> _Exercise task_
Render every line of the data below as a JSON list of strings, one string per line, with blank lines omitted. Leave the pictures out of your answer.

[Rows from a pointing dataset]
================================

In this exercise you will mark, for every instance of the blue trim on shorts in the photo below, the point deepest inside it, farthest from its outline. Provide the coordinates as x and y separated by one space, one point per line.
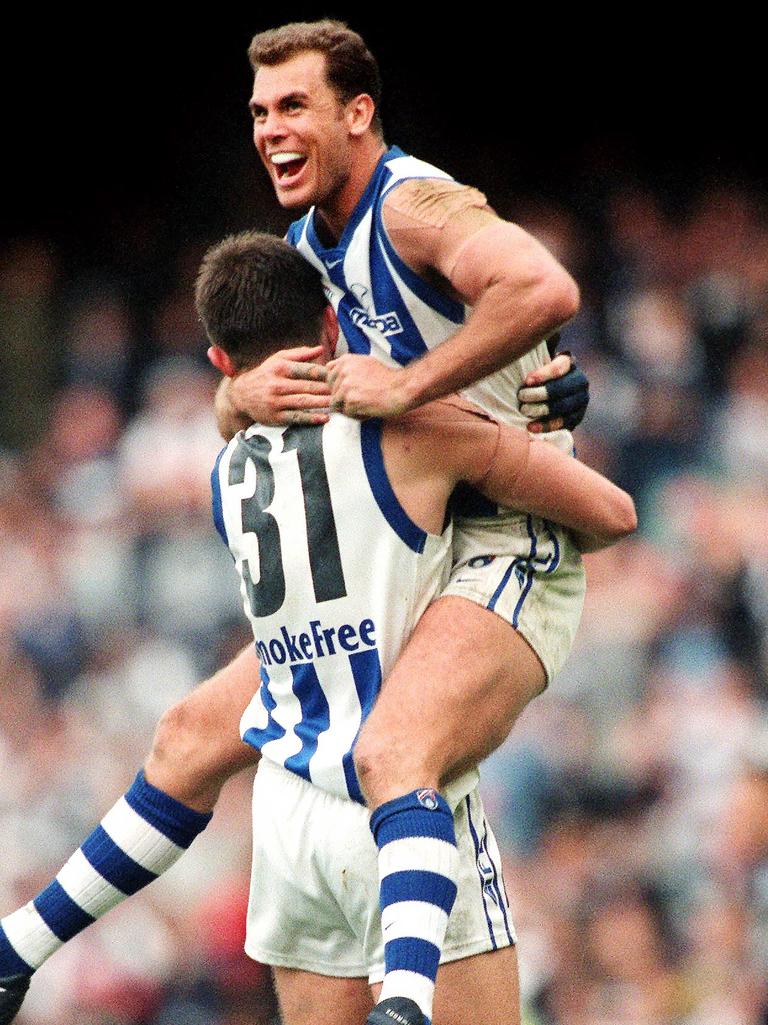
476 842
496 876
529 573
504 580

================================

> _Finished task_
[
  "In this exercise you will mark, for every instance of the blue trim on shorts in the photo below, the point deepest inside it, farthest from its outline. Provide the coordinates as x and y separated by one space, one point per line.",
  "476 842",
  "496 876",
  "529 573",
  "504 580"
]